> **What to do**: Show all lines from the records below in which the string "street" is present.

+++++

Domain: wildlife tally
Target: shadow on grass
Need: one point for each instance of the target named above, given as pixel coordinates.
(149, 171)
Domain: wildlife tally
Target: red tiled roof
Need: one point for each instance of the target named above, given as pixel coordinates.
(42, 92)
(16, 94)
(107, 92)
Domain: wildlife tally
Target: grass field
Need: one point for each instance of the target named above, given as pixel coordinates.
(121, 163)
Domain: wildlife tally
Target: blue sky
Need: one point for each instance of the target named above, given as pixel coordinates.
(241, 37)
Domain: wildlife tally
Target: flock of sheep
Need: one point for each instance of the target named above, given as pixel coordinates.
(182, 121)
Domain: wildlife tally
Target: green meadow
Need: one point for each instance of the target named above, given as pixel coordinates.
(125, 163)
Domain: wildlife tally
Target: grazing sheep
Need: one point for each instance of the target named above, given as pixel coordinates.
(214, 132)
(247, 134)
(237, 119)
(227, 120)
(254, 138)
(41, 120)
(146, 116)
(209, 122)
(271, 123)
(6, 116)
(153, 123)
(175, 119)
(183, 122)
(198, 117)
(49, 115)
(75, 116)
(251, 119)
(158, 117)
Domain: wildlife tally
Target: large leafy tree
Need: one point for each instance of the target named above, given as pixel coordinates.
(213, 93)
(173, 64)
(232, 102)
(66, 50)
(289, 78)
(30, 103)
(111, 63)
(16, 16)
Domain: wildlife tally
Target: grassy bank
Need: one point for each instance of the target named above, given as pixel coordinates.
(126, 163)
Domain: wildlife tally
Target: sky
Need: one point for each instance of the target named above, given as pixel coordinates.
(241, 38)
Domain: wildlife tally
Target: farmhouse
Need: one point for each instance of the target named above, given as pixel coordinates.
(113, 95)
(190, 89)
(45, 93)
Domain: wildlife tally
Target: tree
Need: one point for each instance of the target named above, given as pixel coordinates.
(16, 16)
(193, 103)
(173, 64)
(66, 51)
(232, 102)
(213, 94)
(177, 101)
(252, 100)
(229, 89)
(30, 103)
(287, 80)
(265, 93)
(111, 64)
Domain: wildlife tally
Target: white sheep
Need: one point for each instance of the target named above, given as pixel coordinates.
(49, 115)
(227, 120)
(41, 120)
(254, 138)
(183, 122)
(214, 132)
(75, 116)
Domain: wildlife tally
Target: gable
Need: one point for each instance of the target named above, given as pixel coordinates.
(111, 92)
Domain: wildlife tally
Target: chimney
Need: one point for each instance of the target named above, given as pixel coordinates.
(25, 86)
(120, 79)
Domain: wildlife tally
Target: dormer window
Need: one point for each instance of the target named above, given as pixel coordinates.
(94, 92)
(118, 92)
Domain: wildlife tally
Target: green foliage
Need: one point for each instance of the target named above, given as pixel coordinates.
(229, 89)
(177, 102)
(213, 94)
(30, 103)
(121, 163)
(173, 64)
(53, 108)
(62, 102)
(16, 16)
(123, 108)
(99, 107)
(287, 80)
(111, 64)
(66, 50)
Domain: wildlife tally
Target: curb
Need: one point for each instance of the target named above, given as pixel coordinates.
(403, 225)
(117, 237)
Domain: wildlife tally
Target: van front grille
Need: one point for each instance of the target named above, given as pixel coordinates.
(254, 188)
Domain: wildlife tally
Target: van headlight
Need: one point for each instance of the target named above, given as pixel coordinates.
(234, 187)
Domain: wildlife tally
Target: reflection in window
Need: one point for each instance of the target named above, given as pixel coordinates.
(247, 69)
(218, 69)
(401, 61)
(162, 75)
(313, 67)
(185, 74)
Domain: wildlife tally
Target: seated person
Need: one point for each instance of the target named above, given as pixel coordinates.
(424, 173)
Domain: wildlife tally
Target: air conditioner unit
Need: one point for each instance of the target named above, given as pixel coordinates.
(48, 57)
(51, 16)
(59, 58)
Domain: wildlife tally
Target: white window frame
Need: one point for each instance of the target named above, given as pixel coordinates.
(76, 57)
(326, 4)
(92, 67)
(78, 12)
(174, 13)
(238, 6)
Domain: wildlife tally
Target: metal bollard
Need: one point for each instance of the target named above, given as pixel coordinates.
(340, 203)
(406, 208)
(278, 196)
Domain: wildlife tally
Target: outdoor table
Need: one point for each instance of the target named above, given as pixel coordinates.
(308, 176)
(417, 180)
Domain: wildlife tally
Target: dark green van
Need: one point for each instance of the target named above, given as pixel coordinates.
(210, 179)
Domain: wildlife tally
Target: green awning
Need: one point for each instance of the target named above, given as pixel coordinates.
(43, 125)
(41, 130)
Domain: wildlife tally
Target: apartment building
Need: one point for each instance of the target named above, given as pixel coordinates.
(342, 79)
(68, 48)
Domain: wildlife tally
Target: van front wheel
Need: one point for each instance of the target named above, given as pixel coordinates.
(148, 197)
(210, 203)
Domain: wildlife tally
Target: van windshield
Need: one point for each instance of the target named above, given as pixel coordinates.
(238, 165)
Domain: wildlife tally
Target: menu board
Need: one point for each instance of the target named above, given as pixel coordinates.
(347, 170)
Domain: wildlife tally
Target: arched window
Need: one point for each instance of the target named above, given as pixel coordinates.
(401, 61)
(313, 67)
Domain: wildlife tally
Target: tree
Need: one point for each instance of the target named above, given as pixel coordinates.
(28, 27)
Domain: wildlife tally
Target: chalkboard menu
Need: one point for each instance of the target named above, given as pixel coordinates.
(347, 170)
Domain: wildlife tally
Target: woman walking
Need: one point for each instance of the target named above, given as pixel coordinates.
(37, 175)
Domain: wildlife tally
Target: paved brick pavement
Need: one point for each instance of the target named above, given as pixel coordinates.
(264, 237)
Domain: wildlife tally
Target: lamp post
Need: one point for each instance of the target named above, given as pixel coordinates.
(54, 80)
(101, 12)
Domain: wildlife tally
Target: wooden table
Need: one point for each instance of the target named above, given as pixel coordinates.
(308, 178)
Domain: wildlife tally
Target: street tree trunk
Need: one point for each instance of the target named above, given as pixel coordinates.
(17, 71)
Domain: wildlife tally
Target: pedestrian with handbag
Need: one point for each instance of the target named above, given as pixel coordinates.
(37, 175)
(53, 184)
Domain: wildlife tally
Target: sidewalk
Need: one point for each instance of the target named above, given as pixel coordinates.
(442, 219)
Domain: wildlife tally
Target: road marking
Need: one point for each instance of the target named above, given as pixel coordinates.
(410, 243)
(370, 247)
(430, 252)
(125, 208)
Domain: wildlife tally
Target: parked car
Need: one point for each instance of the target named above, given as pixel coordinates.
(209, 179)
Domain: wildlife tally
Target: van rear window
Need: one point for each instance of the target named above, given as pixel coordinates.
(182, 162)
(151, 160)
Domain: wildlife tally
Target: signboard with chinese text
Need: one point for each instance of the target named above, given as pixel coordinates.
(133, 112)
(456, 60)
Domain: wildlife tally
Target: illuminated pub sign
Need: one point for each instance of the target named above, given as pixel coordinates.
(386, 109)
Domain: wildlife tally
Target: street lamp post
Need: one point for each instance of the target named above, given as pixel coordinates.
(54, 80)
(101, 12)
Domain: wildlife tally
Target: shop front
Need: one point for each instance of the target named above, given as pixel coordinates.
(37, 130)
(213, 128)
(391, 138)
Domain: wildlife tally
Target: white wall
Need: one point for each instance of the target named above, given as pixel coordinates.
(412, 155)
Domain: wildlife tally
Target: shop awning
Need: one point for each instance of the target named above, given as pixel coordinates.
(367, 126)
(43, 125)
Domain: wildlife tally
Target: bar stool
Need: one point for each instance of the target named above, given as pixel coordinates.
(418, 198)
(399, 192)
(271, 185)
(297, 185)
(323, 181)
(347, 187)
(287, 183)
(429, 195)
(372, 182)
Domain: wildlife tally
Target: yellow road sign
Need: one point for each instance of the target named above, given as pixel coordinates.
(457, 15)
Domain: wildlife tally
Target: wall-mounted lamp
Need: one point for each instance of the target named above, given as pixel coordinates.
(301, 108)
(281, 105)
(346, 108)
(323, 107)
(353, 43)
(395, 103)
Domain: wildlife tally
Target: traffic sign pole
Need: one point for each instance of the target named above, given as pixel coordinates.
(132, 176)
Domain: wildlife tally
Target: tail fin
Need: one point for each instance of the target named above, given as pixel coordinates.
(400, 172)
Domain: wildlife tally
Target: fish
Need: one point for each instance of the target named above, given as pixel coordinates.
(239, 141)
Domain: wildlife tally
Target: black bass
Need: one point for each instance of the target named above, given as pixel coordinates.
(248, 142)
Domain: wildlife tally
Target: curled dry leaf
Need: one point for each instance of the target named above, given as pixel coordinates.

+++++

> **Answer section**:
Target: street tree trunk
Target: street lamp post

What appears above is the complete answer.